**Problem statement:** Reproduce the following lines verbatim, omitting the pictures from your answer.

[Excerpts from point annotation data]
***
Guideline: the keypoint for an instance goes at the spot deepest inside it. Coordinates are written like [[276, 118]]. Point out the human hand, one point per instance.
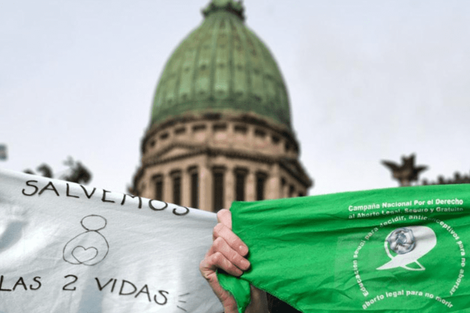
[[227, 253]]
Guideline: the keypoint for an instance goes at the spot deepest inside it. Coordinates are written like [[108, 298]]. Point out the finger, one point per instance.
[[207, 271], [220, 230], [220, 245], [224, 216], [218, 260]]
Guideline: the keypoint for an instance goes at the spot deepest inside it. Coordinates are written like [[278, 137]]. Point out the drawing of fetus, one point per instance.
[[88, 248]]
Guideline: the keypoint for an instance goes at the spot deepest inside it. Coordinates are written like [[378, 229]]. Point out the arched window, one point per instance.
[[240, 179], [260, 185], [194, 176], [176, 180], [158, 183], [218, 188]]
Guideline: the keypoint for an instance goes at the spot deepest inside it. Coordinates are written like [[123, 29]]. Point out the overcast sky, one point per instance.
[[367, 80]]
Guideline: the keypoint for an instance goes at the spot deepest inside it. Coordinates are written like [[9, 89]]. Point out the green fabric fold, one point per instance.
[[385, 250]]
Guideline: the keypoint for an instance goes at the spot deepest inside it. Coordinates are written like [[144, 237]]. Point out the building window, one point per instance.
[[240, 179], [291, 191], [176, 177], [218, 188], [260, 185], [158, 187], [194, 188]]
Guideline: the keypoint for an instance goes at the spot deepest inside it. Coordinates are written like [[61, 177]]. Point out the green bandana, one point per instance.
[[387, 250]]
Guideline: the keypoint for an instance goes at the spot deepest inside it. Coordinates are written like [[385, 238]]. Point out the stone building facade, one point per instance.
[[220, 129]]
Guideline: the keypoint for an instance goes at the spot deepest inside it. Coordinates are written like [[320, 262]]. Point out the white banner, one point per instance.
[[71, 248]]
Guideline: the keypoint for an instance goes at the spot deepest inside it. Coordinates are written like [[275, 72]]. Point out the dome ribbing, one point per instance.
[[221, 67]]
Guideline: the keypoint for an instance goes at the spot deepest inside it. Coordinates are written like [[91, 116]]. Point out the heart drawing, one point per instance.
[[82, 254], [90, 247]]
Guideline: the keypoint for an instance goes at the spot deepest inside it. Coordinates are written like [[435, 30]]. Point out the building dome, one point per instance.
[[222, 67]]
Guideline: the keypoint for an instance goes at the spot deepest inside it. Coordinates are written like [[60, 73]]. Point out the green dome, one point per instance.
[[221, 67]]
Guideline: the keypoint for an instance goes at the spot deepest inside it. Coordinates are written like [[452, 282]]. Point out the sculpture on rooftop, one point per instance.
[[407, 172]]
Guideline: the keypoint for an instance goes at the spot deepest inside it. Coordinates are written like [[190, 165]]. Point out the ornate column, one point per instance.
[[250, 187], [229, 187], [205, 187]]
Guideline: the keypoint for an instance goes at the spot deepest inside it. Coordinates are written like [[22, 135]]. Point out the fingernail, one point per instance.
[[245, 264]]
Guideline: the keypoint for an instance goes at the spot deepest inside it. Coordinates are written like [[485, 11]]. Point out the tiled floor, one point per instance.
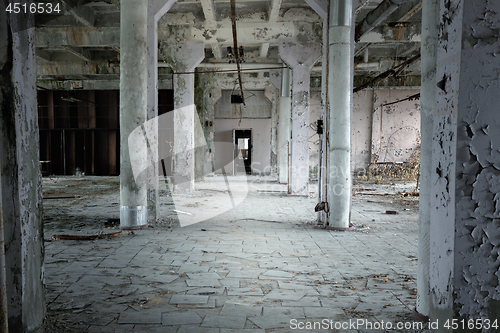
[[261, 266]]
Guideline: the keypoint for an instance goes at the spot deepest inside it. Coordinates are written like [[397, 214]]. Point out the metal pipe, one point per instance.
[[4, 319], [284, 126], [340, 101]]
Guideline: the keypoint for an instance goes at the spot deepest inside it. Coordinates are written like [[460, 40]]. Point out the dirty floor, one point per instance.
[[247, 260]]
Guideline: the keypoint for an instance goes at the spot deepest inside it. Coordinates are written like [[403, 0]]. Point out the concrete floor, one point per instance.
[[261, 266]]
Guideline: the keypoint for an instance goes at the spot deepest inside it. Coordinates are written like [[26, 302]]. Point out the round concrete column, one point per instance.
[[340, 101], [133, 110]]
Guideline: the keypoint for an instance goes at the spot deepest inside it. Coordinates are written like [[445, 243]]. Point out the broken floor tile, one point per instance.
[[244, 292], [180, 318], [203, 282], [271, 322], [140, 317], [223, 321], [188, 299], [285, 295], [241, 310]]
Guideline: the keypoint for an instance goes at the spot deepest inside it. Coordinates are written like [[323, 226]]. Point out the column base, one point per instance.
[[133, 217]]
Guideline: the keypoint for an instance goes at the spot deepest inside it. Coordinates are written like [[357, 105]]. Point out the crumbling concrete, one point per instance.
[[21, 197], [464, 267], [183, 58], [300, 54]]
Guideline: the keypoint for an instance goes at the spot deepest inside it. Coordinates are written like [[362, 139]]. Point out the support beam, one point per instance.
[[84, 15], [340, 101], [377, 16], [274, 10], [320, 7], [133, 111], [300, 56], [209, 12], [430, 12], [217, 52]]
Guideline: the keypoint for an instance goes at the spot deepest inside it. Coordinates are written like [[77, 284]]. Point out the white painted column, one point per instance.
[[184, 58], [340, 101], [156, 9], [284, 126], [465, 186], [300, 56], [21, 212], [133, 109], [430, 10]]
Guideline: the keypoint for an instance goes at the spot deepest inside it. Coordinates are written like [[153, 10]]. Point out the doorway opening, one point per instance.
[[242, 162]]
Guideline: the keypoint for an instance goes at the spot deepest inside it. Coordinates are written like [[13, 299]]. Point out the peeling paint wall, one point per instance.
[[21, 178], [383, 134], [256, 106], [396, 127], [261, 136], [477, 239]]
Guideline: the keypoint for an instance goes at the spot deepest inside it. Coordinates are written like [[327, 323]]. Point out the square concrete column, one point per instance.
[[300, 54], [133, 111], [183, 58], [22, 297], [465, 183]]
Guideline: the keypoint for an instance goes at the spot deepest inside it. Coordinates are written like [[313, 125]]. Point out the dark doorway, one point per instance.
[[242, 152]]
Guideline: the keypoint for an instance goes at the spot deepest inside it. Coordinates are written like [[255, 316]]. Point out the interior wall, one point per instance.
[[256, 106], [261, 136], [79, 130], [380, 134]]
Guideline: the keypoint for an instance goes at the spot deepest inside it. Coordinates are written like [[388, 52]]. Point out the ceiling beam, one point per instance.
[[209, 11], [411, 12], [264, 49], [320, 7], [81, 53], [274, 10]]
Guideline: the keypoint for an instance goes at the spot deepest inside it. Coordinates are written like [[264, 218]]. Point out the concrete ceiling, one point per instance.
[[83, 42]]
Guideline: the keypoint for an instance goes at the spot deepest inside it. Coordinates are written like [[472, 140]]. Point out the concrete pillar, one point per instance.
[[300, 54], [156, 9], [20, 184], [211, 97], [272, 95], [464, 209], [430, 10], [340, 101], [284, 126], [133, 110], [184, 58]]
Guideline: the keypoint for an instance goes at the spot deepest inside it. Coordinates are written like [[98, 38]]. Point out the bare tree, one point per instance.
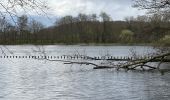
[[153, 5], [35, 26]]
***
**Solution for this exercise:**
Guideline: the keypoint for an instance goes at the spot deepest inside it. Coordinates are written like [[276, 118]]. Point out the human hand, one point per instance.
[[227, 253]]
Guideline: the keypoint for an instance goes at the spot deepest inside it. Coordinates are written like [[108, 298]]. Point out the finger, one point per instance.
[[207, 271], [220, 230], [220, 245], [224, 216], [218, 260]]
Guideline: the keypoint for an instance goes at the spot deepest inside it. Coordinates are written like [[278, 137]]. Point out the drawing of fetus, one point per instance.
[[88, 248]]
Guideline: the keypoint for an instance goes at the spot deepest inside it. Coordinates are written like [[378, 229]]. Point out the arched window, one point per instance.
[[240, 179], [260, 185], [194, 176], [176, 180], [158, 183], [218, 188]]
Guideline: the keypoint for an instance goes at the spot deepest inside it. Coordinates are written like [[123, 29]]. Point out the overcast sky, one point per instance.
[[367, 80]]
Guideline: the keypoint for an instance goes at the spot deepest inside it. Coordinates are written like [[9, 89]]. Point out the green fabric fold, one point per instance.
[[385, 250]]
Guideline: the keypoint for an instance goes at the spot deepest inside it. Coordinates are written like [[144, 237]]. Point out the building window, one point per instance.
[[240, 179], [291, 191], [176, 177], [218, 188], [260, 185], [158, 187], [194, 188]]
Guideline: the keypoint for an instance goes at the spot deepest inside it. Coordinates are written like [[61, 177]]. Point out the green bandana, one point per instance.
[[387, 250]]
Guideline: the keypoint for an instance goes at the spot deepest inside it. Coordinates are written like [[385, 238]]. Point out the stone building facade, one point per instance.
[[220, 129]]
Guideline: the keypoint for an instance goes at the spot deepest inside it. Coordinates are written like [[320, 262]]. Point out the white banner, one point per instance.
[[71, 248]]
Guideline: the keypoint for an instance goes at the spot deepest inside it. Coordinates are written like [[275, 72]]. Point out the dome ribbing, one point per instance.
[[221, 67]]
Guideline: the keypoint for an instance goes at the spot deepest inside it. Coordinates are written like [[91, 116]]. Point out the heart drawing, one point per instance.
[[82, 254], [90, 247]]
Guideline: the keypoint for an instance goes at the spot deepest inside it. Coordinates are written like [[435, 30]]. Point out the building dome, one point per instance.
[[222, 67]]
Guideline: the keypoint for an instance goes at the spot deepest inside it. Coordinates are written like [[60, 73]]. Point out the green dome, one point per instance.
[[221, 67]]
Guideline: the keypoint for an instance goes at the spot deepest inside it. Coordinates are written like [[452, 282]]. Point out the sculpture on rooftop, one point per instance.
[[407, 172]]
Guideline: the keypoint for an instance goes at the spot deepest inside it. Coordinates are written like [[190, 165]]. Point out the ornate column, one point per instance.
[[250, 187], [229, 187], [205, 187]]
Guideline: the keypoint for an instance goes at the spot deepest inside it. Coordinates are written like [[22, 135]]. Point out the fingernail, one point per instance.
[[245, 264]]
Guideline: the keypoint for an instance goes at the spot deepest inside it. Coordinates are written like [[485, 11]]. Point out the tiled floor, one point per instance.
[[261, 266]]
Guideline: the keypoint for an instance goes at the spot deepest inside it. Coordinates are written like [[397, 214]]. Point out the metal pipe, one point per instance.
[[4, 319], [284, 126], [340, 101]]
Guideline: the keypoint for an instance goes at the spot deepest inside it. Coordinates are written like [[460, 40]]. Point out the dirty floor, one point per instance.
[[247, 260]]
Guideline: the keypoint for an instance goes at the spot deepest inside it. Coordinates are written like [[403, 0]]. Point out the concrete floor, one point per instance.
[[261, 266]]
Guideline: the keypoint for an instance goes at the spot deepest inside it. Coordinates are written like [[26, 302]]. Point out the round concrete column, one point per instance.
[[340, 101], [133, 110]]
Guideline: the keypoint for an instance goes at the spot deepest inside it. Coordinates are written like [[445, 243]]. Point out the broken floor tile, one point per instance.
[[244, 292], [180, 318], [203, 282], [271, 322], [140, 317], [223, 321], [188, 299], [285, 295], [241, 310]]
Guideline: the keypoint for an instance goes at the spot deepest inside it. Coordinates are written like [[323, 226]]. Point out the column base, one point per instance.
[[133, 217]]
Guideline: the keypoint for an instance goes at the spot deepest inside it. Coordinates are written like [[357, 105]]. Point out the crumbling concrete, one point per instance.
[[21, 197], [464, 267], [183, 58], [300, 54]]
Guideline: the keypoint for an instance goes at the spot deepest inside it. Coordinates are written like [[362, 139]]. Point out the support beam, one point per instance.
[[84, 15], [340, 101], [377, 16], [274, 10], [320, 7], [133, 111], [300, 56], [209, 12], [430, 12], [217, 52]]
Guideline: the keypoint for an instance goes at the spot deepest inside it. Coordinates are written like [[77, 284]]. Point out the white painted column, one point per instance.
[[184, 58], [340, 101], [156, 9], [284, 126], [465, 186], [300, 56], [21, 212], [133, 109], [430, 10]]
Guideline: the keypoint for an instance goes at the spot deepest inside it. Coordinates are written like [[153, 10]]. Point out the doorway opening, one point per instance.
[[242, 162]]
Guideline: the keypoint for an instance goes at the spot deepest inside it. Coordinates are written like [[13, 299]]. Point out the peeling paint wall, one point per instance.
[[21, 178], [383, 134], [256, 106], [396, 127], [261, 136], [477, 239]]
Guideline: the keypoint for an instance goes at the spot deepest inside it. Coordinates are written like [[327, 323]]. Point out the square concrete column, one point per instance.
[[300, 54], [133, 111], [183, 58], [22, 297], [465, 183]]
Guideline: the keypoint for an instance goes at the spot deepest inside it. Coordinates are written like [[313, 125]]. Point out the dark doorway, one point per instance.
[[242, 152]]
Guideline: the keypoint for an instance goes at the spot deepest inside it. Coordinates are written like [[255, 316]]. Point out the interior wall, one point per instance.
[[256, 106], [261, 136], [79, 130], [380, 134]]
Guideline: the keypoint for an instance goes at the spot deepest inside it. Coordinates are written like [[388, 52]]. Point out the ceiling beam, one point per instance.
[[209, 11], [411, 12], [264, 49], [320, 7], [81, 53], [274, 10]]
Guideline: the keypoint for an instance goes at the spot deepest inside it. Coordinates are written like [[264, 218]]. Point out the concrete ceiling, one point per instance.
[[83, 42]]
Guideline: the keypoint for an instance goes at the spot deepest inside it. Coordinates are written like [[472, 140]]. Point out the concrete pillar, one point per instance.
[[300, 54], [156, 9], [20, 184], [211, 97], [272, 95], [464, 209], [430, 10], [340, 101], [284, 126], [133, 110], [184, 58]]
Guideline: the keypoint for an instance goes at the spot deepest inside it. Coordinates are written like [[98, 38]]. Point out the bare tree, one point per instance.
[[153, 5], [35, 26]]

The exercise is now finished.